- [読む文章]
與田 祐樹 リコマース総合研究所 所長(以下、與田)> 実際にユースケースとして、ブランドと一緒に取り組んだ成功事例についてお聞かせいただけますか。

野村 晃裕 Free Standard株式会社取締役(以下、野村)>  例えば、「MARGARET HOWELL」さん、「STAUB」さん、「ヤマハゴルフ」さんなど、さまざまなジャンルのブランドのサポートを行っています。それぞれのブランドごとに特徴があり、良さがあります。

與田>  服だけでなく、鍋やゴルフクラブなど幅広いカテゴリーを取り扱われていますよね。その対応範囲の広さに驚きましたが、オペレーションはどのように構築されているのでしょうか。

野村>  どの領域まで展開するかは、常に模索しながら進めています。現在は、特に重点的に取り組んでいるカテゴリーが3つほどありますが、その中でもマーケット規模が大きく、安定した成長が見込める「ファッション」に最も注力しています。ただ、他の領域についても、バランスを見ながら今後広げていく予定です。

與田> 回収して消費者の手に渡るまでのプロセスには、査定やメンテナンスの工程などが含まれると思います。こうしたプロセスは、自社で独自に構築されているのでしょうか。

野村> サプライチェーンの設計・管理は自社で行っています。ただし、多岐にわたる実作業まですべて内製化するのは難しいので、多くのパートナー様の力を借りながら進めています。具体的には倉庫やクリーニング、配送など、ヒトの部分も含めてその領域に特化したアセットを持つパートナー様との連携ができることも私たちの強みです。

與田> 提供責任の一端を担うという意味でも、プロフェッショナルな人材が多く、独自のポジションを確立しているイメージです。

野村> 手間のかかる部分こそ丁寧に向き合うことが大切ですし、パートナーに対してもリスペクトを持ち、自分たちで一度やってみることを大事にしています。例えば、オフィスでスタッフ全員で査定をしてみたり、プロセスを変更した際に実際に試してみるといった取り組みを行っています。こうした実践を通じて、外部に依頼する際の単価感も含め、適切な判断ができるようになります。

- [提供データ]
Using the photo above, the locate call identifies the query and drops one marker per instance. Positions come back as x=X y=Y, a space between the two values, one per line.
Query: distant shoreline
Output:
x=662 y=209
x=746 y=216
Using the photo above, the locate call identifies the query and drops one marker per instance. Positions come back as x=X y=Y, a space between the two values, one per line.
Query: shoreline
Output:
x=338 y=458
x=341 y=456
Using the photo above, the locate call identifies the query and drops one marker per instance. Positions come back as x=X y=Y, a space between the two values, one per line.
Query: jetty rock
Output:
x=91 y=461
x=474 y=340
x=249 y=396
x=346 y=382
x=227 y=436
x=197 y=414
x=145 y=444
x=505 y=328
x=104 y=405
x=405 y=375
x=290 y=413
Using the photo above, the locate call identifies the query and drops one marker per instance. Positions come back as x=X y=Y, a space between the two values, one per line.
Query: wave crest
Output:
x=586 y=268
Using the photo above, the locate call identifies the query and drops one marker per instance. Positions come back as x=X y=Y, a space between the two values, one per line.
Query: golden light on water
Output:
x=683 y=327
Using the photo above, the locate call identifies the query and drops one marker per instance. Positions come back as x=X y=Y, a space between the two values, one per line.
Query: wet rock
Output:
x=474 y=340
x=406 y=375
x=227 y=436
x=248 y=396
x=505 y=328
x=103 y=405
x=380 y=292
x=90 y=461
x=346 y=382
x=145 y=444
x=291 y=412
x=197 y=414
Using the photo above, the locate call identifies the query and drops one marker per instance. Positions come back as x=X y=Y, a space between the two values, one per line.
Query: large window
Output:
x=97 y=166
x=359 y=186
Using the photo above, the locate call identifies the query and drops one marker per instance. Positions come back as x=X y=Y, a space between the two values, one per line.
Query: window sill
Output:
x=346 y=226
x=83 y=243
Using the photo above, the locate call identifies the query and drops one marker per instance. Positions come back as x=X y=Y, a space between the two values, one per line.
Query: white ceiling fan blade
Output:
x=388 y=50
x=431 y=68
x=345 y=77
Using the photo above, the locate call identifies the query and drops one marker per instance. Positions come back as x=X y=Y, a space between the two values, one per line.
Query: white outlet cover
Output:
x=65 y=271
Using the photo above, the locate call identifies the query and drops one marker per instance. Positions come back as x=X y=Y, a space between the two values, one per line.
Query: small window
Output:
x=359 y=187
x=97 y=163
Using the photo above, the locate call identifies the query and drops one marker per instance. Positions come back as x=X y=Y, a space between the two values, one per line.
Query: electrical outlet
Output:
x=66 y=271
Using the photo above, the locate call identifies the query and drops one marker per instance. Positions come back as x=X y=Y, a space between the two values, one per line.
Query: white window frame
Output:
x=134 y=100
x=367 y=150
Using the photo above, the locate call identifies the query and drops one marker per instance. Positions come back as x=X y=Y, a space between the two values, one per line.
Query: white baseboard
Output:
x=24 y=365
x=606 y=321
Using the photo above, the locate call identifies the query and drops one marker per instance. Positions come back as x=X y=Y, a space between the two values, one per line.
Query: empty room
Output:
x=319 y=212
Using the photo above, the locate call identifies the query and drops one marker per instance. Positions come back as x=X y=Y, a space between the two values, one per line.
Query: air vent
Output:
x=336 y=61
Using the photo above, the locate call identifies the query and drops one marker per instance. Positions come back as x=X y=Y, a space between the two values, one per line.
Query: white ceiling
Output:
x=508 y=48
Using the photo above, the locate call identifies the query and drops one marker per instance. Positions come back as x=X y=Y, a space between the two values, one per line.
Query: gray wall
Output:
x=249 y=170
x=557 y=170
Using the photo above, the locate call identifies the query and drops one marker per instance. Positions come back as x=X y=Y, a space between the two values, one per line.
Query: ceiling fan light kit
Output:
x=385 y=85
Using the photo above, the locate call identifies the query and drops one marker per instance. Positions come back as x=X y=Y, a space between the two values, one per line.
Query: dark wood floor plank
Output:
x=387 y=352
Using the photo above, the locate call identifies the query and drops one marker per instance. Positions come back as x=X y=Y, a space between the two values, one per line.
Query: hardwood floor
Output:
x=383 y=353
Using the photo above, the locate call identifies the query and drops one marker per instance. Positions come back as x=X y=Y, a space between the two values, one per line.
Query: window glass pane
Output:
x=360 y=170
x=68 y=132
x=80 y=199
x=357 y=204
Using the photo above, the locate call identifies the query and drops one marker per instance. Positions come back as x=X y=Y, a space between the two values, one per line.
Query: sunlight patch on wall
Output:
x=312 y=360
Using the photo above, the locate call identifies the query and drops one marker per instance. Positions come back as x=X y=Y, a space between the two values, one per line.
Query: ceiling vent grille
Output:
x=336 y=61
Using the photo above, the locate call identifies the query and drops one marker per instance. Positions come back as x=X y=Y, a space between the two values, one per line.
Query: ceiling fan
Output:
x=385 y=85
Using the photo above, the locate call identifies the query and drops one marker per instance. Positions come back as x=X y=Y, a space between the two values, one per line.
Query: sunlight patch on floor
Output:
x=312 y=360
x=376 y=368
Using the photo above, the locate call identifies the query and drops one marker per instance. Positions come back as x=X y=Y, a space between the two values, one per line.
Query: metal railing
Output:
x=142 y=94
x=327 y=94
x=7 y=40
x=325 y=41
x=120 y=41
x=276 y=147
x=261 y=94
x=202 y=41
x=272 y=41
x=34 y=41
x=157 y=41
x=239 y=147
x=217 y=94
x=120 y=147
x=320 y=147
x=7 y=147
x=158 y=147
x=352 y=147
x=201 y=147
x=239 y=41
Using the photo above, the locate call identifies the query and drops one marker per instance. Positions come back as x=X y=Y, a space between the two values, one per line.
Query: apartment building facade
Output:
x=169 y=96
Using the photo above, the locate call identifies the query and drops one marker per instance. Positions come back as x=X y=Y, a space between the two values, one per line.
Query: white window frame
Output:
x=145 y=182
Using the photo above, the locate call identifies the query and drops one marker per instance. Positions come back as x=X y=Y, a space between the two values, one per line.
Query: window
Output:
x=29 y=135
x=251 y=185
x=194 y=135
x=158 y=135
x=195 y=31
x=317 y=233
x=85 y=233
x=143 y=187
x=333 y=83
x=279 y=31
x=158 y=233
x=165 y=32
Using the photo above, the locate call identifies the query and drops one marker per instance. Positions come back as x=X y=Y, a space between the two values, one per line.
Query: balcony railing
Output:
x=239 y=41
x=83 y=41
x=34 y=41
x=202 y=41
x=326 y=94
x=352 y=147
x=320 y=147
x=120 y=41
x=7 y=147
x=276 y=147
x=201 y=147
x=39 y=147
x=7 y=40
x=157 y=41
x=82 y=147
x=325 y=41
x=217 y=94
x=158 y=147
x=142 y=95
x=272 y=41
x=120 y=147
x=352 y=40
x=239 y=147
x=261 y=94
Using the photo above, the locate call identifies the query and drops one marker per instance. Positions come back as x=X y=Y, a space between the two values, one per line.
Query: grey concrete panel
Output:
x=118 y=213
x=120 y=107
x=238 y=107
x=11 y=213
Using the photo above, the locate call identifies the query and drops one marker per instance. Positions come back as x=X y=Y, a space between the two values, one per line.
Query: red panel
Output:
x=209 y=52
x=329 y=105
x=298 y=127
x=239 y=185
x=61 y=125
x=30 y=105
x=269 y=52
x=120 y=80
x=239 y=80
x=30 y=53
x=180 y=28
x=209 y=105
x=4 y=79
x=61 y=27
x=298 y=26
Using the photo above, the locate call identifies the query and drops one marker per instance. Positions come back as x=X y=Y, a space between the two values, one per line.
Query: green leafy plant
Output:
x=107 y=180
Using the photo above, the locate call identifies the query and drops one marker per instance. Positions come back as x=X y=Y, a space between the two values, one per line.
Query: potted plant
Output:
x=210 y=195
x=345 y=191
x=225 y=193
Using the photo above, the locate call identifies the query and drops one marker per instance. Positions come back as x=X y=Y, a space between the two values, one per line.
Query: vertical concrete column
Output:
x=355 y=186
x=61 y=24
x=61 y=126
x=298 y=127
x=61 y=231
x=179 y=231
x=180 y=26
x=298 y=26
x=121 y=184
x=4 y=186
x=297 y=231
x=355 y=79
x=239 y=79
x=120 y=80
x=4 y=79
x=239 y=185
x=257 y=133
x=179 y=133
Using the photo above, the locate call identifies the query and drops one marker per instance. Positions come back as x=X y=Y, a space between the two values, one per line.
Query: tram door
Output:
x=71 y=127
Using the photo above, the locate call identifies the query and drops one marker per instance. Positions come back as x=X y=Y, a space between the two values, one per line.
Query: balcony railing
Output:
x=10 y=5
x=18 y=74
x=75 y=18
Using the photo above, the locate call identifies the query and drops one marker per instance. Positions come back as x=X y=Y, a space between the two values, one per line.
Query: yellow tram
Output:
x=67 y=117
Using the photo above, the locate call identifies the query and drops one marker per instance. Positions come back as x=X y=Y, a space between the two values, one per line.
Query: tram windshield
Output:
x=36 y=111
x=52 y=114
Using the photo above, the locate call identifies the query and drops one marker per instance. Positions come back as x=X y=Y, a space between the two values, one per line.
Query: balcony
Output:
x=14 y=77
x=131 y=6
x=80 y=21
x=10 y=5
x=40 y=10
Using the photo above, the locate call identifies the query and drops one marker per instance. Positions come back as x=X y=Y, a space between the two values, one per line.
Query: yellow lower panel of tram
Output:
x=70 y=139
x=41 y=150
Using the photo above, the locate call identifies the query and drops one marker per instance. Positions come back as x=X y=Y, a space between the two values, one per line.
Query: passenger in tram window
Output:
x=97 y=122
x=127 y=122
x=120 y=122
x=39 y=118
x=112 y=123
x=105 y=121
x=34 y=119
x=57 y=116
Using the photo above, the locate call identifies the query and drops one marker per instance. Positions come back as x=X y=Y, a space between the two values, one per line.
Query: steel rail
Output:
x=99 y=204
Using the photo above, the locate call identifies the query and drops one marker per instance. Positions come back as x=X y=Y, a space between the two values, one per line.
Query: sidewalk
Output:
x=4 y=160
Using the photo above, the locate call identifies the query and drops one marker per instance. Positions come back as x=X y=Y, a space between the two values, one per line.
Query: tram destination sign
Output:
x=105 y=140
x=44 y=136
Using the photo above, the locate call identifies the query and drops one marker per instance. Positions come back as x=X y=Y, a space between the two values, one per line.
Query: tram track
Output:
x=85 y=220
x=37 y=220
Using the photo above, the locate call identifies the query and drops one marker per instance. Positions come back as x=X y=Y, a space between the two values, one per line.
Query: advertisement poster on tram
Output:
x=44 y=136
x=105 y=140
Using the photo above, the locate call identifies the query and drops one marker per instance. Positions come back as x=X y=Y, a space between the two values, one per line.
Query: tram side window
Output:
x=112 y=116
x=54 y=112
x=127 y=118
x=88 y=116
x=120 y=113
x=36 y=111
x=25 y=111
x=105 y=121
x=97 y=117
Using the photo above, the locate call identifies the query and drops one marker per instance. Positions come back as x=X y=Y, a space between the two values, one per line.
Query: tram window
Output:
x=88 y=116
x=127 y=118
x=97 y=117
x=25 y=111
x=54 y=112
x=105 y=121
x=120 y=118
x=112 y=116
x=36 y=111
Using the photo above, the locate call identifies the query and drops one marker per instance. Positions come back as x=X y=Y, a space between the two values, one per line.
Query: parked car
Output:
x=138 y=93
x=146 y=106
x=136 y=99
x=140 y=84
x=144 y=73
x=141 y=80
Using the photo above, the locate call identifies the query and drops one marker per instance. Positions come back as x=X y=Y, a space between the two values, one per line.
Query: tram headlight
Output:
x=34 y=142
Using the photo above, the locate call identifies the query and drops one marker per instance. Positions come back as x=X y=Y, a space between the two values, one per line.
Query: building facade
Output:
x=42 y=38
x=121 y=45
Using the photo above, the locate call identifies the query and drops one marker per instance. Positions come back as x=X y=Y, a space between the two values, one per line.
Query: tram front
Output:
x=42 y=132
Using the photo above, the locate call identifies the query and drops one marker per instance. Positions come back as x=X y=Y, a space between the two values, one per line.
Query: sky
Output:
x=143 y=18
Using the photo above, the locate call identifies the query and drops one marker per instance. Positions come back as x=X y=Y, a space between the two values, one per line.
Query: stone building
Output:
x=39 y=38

- [指示と条件]
対談のうち、「與田 祐樹 リコマース総合研究所」を含む言葉で始まり「自社で独自に構築されているのでしょうか。」で終わる部分を、「カテゴリー」を「分野」に置き換えて書き直してください。 このリストは使わなくてもかまいません。

- [正しい回答]
與田 祐樹 リコマース総合研究所 所長(以下、與田)> 実際にユースケースとして、ブランドと一緒に取り組んだ成功事例についてお聞かせいただけますか。

野村 晃裕 Free Standard株式会社取締役(以下、野村)>  例えば、「MARGARET HOWELL」さん、「STAUB」さん、「ヤマハゴルフ」さんなど、さまざまなジャンルのブランドのサポートを行っています。それぞれのブランドごとに特徴があり、良さがあります。

與田>  服だけでなく、鍋やゴルフクラブなど幅広い分野を取り扱われていますよね。その対応範囲の広さに驚きましたが、オペレーションはどのように構築されているのでしょうか。

野村>  どの領域まで展開するかは、常に模索しながら進めています。現在は、特に重点的に取り組んでいる分野が3つほどありますが、その中でもマーケット規模が大きく、安定した成長が見込める「ファッション」に最も注力しています。ただ、他の領域についても、バランスを見ながら今後広げていく予定です。

與田> 回収して消費者の手に渡るまでのプロセスには、査定やメンテナンスの工程などが含まれると思います。こうしたプロセスは、自社で独自に構築されているのでしょうか。